§ What you have to do
Can you locate each line in the data below that contains the word "decor" and copy those lines out, treating uppercase and lowercase as different?

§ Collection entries
::::::::
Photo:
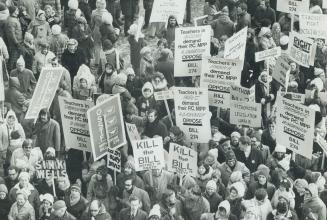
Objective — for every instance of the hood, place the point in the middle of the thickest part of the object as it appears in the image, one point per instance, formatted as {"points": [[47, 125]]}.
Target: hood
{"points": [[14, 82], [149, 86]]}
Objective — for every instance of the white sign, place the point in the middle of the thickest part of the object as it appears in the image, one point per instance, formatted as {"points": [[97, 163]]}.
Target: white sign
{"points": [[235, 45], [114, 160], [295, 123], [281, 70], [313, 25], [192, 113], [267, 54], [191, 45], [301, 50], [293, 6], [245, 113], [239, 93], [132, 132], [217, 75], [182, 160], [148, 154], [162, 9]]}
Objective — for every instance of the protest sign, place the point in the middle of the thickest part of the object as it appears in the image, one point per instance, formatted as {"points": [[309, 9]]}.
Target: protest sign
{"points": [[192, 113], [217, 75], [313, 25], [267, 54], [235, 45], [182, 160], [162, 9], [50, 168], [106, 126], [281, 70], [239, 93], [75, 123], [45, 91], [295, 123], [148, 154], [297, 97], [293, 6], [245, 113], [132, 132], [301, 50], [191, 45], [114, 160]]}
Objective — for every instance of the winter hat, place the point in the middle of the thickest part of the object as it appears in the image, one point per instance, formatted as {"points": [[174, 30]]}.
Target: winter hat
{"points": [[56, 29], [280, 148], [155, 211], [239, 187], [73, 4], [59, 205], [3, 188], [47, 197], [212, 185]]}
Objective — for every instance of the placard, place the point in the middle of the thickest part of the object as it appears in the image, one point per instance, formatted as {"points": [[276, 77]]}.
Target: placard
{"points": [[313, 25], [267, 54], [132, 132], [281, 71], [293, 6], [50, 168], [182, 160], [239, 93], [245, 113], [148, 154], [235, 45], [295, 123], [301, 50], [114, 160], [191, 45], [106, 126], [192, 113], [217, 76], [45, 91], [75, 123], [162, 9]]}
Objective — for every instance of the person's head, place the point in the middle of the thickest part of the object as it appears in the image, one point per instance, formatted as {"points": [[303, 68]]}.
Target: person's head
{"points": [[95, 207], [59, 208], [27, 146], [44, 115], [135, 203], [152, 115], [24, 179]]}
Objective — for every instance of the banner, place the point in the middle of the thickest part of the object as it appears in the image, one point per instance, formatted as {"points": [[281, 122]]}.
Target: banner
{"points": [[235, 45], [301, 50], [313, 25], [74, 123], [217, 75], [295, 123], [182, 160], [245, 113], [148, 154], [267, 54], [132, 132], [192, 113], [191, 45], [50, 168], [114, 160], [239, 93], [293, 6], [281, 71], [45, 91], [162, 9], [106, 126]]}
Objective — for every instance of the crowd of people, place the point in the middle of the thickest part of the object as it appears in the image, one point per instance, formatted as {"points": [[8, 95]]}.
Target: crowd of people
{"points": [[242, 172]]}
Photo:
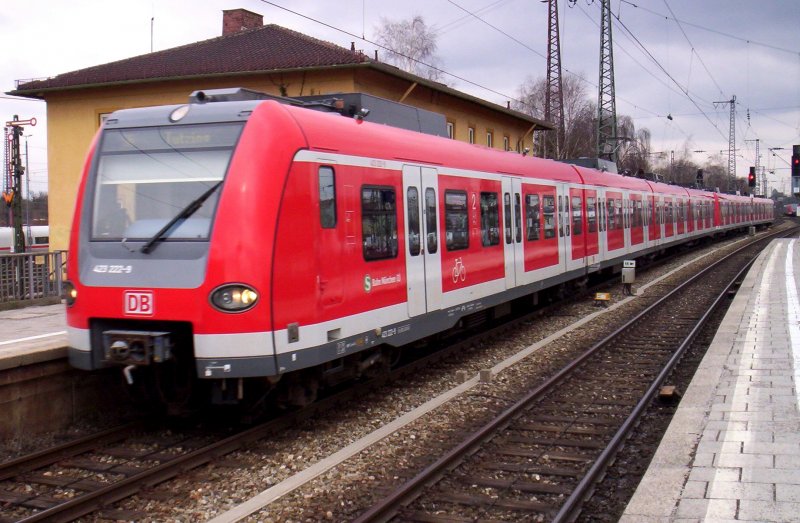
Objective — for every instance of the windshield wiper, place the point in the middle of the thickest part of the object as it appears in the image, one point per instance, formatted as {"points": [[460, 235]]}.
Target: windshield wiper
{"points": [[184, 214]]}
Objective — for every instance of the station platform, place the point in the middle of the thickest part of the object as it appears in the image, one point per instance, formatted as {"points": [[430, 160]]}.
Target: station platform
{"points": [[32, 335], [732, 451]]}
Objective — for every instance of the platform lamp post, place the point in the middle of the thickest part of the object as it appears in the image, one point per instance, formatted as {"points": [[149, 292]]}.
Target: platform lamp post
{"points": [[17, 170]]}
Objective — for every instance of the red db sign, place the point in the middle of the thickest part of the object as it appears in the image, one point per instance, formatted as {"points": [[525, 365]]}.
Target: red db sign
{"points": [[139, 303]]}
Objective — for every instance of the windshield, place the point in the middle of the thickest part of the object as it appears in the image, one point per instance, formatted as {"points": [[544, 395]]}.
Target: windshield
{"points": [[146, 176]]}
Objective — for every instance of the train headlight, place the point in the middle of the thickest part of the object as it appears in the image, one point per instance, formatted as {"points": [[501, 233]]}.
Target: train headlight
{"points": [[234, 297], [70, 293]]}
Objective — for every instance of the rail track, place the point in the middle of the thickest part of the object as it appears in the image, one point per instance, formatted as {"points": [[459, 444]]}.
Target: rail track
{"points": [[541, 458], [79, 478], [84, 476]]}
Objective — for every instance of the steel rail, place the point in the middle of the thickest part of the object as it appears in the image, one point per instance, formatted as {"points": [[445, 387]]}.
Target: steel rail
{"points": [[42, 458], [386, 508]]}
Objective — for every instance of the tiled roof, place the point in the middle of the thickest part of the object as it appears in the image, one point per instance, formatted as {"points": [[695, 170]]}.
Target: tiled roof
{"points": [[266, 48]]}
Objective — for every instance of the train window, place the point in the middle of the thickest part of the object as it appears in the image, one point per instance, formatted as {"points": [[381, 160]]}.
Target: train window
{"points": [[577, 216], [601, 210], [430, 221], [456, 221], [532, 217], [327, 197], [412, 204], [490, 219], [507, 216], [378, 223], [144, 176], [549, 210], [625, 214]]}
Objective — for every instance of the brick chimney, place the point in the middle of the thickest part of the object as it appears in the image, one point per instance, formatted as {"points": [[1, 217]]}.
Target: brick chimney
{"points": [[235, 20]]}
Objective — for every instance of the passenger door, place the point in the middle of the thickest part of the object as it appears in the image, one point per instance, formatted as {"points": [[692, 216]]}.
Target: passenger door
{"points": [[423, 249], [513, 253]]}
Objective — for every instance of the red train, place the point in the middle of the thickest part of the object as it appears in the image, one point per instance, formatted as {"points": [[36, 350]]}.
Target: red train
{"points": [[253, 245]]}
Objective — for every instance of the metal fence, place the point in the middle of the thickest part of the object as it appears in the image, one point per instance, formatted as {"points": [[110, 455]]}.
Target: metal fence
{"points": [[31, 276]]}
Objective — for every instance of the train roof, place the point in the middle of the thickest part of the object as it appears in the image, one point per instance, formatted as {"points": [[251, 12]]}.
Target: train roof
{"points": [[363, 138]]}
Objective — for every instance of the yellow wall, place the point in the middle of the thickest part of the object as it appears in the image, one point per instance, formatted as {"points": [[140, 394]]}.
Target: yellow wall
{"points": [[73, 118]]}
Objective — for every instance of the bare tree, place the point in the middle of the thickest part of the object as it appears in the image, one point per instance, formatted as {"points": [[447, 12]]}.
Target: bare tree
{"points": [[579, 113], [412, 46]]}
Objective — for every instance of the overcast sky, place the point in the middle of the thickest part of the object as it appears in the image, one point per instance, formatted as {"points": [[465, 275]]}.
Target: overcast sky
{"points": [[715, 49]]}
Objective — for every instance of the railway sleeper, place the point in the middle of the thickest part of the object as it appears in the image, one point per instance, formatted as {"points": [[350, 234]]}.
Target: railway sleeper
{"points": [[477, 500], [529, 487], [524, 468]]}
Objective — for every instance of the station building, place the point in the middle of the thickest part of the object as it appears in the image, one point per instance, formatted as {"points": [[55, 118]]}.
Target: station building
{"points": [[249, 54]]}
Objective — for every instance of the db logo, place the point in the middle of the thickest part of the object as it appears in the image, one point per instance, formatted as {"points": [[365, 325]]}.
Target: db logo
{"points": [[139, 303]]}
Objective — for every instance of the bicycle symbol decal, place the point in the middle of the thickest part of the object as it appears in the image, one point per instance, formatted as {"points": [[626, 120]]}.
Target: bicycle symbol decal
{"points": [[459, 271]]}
::::::::
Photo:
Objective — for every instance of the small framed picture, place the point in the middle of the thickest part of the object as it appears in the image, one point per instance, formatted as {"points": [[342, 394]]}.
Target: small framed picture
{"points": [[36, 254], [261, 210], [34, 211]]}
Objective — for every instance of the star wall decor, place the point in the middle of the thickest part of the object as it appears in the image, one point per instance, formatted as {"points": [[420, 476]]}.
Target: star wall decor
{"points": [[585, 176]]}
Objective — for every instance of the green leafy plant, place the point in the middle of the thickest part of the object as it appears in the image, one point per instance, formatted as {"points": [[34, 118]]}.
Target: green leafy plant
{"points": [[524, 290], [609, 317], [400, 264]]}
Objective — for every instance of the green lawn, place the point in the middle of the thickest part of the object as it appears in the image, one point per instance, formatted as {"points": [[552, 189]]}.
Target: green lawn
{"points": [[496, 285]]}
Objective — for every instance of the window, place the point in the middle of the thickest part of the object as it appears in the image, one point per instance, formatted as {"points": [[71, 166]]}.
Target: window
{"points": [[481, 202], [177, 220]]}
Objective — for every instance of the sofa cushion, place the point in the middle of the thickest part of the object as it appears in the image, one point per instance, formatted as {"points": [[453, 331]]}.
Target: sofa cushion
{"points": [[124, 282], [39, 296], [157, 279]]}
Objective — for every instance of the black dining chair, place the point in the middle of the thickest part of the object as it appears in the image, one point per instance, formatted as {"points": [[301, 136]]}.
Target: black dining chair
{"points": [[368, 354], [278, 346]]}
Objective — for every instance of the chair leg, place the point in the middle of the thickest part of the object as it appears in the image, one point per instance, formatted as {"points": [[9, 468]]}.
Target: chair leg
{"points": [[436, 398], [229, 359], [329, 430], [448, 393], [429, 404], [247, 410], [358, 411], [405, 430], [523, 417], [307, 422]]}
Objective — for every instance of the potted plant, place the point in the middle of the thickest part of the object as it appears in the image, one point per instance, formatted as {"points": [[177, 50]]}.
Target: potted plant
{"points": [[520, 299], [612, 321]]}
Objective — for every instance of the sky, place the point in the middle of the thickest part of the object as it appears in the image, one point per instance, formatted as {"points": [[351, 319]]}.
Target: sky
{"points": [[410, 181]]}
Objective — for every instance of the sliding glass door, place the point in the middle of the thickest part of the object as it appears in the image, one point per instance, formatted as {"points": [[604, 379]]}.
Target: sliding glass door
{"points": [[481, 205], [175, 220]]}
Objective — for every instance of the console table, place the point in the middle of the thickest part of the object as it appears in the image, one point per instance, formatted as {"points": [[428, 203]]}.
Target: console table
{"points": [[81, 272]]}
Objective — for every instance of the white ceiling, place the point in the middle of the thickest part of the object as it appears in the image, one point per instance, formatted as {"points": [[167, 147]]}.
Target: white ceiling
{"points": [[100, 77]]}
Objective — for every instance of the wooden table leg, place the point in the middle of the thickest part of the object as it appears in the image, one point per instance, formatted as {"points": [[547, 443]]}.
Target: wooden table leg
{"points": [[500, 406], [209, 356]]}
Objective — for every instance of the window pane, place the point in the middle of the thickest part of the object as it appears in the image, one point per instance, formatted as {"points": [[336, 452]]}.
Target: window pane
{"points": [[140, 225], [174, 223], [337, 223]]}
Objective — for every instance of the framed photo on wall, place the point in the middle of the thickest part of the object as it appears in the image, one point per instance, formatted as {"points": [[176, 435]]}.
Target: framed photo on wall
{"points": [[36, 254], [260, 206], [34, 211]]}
::::::::
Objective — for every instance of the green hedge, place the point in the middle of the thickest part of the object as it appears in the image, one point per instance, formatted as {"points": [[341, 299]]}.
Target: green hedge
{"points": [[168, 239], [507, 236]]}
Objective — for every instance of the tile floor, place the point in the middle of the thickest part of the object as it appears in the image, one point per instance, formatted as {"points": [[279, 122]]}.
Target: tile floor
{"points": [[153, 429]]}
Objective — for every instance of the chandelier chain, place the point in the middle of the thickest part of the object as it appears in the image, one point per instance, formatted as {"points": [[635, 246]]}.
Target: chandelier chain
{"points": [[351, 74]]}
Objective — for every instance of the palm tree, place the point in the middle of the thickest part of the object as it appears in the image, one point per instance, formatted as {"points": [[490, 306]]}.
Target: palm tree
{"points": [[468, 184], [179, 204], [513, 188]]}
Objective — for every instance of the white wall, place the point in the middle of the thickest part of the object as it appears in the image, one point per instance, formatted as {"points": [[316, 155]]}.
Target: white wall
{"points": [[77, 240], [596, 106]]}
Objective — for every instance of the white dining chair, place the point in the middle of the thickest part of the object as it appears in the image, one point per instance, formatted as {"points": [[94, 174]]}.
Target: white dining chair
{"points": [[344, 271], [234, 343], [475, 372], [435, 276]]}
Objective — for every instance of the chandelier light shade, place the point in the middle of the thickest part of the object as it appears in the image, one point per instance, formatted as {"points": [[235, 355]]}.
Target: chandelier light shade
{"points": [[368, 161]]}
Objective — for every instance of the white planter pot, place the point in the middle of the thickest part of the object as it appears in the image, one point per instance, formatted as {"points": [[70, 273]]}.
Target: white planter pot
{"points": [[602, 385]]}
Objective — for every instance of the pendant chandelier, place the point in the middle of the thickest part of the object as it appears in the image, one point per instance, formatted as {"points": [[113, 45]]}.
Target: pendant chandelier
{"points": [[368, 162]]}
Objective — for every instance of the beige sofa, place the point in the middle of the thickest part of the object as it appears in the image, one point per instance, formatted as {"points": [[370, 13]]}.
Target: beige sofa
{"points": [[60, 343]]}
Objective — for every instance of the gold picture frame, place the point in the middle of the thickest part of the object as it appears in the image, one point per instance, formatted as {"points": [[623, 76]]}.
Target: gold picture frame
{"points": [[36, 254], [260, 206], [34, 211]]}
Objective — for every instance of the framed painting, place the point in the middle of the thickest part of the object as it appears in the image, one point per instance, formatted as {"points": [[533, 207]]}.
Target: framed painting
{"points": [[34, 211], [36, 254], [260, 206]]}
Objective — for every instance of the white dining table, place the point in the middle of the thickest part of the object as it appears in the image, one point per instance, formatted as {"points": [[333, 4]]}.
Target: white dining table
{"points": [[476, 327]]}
::::::::
§ Correct response
Objective — for every instance of the star wall decor, place the point in the middle of the thickest part of the object as it appears in the image, one point per instance, formatted as {"points": [[420, 476]]}.
Target: star wall decor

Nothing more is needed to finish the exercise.